- _Records to process_
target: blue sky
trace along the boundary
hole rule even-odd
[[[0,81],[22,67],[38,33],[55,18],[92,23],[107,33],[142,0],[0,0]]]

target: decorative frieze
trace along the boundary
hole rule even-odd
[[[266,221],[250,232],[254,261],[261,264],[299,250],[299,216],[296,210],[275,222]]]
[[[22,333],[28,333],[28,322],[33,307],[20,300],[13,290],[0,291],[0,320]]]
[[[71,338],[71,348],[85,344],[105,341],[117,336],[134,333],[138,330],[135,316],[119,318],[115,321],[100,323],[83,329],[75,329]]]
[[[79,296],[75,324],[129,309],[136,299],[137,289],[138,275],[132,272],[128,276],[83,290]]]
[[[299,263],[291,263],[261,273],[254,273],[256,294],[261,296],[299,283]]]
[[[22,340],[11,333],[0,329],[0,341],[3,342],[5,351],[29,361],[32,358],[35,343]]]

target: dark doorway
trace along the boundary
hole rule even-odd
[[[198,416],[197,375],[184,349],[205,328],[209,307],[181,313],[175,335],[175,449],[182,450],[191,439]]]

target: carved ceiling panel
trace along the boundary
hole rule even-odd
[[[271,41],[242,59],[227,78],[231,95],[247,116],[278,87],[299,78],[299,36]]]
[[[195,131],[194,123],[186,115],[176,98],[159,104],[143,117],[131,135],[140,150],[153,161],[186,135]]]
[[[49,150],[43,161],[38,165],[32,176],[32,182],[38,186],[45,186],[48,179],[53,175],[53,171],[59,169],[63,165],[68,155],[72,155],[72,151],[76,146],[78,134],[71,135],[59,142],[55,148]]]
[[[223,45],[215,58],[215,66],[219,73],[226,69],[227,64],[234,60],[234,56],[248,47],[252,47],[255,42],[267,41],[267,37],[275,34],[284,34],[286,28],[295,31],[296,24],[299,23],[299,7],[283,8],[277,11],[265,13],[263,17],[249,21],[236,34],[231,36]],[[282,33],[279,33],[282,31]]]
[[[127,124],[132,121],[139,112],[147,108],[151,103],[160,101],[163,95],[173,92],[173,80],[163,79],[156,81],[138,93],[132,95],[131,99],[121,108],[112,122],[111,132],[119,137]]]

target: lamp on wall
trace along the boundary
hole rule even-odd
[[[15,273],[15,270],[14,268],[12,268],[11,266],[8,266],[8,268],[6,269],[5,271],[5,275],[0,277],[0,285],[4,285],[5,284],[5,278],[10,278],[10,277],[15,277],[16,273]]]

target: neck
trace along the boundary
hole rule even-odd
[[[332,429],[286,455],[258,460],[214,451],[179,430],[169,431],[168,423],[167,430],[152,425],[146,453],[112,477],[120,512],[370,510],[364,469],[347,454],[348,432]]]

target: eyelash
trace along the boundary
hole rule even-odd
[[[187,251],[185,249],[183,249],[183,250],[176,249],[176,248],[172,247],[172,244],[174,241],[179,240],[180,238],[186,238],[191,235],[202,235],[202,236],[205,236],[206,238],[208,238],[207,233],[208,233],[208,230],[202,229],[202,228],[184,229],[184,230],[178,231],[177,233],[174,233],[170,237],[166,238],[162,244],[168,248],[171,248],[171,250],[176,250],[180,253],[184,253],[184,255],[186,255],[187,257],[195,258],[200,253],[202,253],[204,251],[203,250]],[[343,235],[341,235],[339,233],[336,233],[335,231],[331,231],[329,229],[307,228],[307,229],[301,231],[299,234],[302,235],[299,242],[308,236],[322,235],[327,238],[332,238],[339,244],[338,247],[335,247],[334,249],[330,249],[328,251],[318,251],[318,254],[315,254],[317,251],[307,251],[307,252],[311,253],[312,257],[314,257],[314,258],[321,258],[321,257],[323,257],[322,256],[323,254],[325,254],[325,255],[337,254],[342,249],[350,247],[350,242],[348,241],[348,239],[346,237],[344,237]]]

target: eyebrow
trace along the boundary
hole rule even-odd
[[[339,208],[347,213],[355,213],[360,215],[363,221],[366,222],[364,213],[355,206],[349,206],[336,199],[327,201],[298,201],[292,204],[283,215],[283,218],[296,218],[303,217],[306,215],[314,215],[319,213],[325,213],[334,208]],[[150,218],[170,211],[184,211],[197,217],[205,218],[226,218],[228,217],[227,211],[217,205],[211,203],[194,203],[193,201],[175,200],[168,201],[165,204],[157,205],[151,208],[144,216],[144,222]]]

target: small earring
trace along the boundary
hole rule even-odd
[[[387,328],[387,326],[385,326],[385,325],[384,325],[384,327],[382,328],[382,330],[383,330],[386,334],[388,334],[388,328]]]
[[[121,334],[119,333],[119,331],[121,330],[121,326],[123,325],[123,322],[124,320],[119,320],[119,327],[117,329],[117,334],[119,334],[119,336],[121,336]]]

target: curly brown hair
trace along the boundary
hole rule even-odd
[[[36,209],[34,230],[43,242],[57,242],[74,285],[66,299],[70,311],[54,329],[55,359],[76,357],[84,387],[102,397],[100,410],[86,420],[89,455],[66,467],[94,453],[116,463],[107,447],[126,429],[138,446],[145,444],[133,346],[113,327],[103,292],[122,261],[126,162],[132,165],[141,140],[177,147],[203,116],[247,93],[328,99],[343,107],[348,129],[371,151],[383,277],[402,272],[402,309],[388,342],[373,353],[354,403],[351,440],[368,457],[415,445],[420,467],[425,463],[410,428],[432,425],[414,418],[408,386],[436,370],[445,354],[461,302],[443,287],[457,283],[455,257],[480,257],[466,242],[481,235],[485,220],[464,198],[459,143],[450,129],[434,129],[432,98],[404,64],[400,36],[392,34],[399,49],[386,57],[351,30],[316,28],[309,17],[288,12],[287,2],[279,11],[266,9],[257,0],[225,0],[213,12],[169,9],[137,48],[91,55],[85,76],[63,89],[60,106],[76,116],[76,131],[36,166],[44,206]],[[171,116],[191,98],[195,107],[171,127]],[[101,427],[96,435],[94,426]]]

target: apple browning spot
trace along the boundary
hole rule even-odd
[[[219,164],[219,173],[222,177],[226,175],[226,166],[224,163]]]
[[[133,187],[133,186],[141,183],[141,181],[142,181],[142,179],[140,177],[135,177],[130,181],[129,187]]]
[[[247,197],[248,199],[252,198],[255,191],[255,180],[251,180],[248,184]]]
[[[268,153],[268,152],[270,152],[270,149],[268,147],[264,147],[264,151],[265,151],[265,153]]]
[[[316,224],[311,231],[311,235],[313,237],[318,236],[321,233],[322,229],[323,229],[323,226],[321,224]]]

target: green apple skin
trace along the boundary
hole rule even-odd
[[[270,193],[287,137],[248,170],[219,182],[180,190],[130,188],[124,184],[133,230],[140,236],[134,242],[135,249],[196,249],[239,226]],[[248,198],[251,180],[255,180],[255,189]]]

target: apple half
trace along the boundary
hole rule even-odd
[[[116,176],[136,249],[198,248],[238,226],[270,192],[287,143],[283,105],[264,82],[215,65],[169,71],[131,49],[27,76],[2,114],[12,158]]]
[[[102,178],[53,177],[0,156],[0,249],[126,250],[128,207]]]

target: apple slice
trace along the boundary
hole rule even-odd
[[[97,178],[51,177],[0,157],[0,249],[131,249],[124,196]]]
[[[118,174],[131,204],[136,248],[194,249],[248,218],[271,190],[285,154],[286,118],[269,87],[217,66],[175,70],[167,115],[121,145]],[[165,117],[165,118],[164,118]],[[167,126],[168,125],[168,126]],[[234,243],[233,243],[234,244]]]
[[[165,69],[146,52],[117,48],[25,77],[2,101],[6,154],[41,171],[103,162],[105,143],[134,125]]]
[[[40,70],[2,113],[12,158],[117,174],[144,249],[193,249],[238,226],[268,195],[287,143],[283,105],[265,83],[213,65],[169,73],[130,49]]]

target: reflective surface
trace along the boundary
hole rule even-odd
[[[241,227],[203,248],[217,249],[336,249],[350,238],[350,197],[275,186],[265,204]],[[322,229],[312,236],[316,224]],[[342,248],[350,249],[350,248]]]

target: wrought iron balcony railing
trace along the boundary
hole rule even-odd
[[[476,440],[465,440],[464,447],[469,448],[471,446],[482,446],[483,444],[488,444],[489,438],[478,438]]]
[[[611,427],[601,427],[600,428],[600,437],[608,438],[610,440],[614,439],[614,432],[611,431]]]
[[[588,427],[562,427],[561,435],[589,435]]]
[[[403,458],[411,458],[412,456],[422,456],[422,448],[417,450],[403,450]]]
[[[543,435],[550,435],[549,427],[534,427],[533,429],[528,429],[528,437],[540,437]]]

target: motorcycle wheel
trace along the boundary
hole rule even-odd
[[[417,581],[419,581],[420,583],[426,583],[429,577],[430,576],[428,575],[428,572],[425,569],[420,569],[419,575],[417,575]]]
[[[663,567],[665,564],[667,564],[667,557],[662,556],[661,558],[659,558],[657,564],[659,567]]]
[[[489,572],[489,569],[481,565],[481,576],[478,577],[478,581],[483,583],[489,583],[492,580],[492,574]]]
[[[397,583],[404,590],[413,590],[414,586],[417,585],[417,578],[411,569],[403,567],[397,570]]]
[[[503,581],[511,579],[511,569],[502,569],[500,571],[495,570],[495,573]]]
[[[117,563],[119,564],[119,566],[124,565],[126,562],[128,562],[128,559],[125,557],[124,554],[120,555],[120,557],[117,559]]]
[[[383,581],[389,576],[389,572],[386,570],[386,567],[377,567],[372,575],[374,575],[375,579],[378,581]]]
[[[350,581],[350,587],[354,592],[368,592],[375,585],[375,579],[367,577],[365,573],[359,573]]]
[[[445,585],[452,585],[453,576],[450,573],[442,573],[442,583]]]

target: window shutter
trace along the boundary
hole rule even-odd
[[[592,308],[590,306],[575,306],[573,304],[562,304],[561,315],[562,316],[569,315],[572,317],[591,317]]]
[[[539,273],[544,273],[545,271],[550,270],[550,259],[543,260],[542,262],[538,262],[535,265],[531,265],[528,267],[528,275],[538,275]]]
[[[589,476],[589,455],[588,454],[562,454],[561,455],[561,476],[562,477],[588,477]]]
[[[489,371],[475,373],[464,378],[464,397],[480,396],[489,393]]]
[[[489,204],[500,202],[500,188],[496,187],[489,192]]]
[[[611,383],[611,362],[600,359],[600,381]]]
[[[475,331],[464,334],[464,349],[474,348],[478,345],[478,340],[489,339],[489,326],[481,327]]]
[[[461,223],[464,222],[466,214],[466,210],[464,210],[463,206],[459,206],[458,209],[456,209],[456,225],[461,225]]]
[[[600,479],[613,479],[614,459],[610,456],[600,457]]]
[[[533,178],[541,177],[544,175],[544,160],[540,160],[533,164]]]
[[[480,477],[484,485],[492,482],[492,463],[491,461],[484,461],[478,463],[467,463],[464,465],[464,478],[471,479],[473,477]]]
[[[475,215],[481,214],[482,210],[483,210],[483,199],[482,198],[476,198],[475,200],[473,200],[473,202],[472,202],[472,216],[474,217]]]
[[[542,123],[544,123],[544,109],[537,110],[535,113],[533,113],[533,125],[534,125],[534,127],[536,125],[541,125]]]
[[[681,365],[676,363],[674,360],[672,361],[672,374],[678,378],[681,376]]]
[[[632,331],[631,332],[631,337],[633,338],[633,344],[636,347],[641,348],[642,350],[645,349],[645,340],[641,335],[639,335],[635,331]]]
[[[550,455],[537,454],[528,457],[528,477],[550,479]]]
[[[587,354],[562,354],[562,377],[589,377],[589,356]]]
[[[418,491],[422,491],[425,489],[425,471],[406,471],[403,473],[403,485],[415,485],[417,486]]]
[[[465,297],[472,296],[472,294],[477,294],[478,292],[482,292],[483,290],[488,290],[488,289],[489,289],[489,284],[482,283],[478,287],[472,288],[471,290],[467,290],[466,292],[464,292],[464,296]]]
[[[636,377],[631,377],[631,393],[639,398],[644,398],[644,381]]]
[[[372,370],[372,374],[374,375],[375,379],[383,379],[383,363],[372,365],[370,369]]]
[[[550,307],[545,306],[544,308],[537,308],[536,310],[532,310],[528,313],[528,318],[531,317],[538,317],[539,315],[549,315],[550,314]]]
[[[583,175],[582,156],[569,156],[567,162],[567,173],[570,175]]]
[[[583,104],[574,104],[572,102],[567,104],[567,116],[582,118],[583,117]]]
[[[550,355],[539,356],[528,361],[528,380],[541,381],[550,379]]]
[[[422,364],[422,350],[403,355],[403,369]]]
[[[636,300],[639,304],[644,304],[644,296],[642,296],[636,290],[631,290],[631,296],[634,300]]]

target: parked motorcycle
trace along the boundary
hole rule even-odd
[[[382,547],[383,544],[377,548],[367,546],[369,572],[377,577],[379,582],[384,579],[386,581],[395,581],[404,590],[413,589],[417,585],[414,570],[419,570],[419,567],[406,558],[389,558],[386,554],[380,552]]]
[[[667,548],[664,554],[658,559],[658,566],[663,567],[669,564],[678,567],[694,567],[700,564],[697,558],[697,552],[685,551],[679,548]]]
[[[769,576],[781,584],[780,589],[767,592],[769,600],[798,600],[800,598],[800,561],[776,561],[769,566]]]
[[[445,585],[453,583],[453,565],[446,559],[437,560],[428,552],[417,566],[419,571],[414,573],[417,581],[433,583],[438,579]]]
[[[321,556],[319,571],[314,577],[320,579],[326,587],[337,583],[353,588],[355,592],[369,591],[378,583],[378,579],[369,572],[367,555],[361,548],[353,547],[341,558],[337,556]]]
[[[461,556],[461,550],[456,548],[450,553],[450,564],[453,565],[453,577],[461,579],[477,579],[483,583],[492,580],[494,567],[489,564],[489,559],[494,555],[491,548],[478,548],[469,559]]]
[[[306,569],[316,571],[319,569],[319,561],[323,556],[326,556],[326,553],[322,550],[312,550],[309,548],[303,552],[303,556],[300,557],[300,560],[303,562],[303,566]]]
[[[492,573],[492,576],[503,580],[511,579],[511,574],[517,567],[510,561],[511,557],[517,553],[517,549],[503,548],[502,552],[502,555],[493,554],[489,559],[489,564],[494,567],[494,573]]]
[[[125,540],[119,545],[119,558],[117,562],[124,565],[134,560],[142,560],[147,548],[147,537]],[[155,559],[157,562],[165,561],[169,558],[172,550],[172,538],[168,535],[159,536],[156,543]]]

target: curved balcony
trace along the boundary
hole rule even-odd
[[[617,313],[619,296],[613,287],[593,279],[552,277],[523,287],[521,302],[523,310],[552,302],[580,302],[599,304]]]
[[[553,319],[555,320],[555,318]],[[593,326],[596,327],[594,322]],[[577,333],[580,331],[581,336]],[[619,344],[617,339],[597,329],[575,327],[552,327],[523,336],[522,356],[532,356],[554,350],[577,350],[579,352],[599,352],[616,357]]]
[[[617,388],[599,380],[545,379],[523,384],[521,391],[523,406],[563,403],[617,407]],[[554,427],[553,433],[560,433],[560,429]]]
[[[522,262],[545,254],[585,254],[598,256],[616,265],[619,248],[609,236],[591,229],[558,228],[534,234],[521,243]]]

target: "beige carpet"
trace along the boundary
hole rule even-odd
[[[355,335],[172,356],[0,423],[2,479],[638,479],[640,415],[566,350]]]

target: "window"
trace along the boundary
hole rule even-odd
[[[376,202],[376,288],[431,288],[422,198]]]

- _Assigned task_
Could you tally the lines in the data that contain the string "apple" and answer with the number alone?

- _Completed task_
4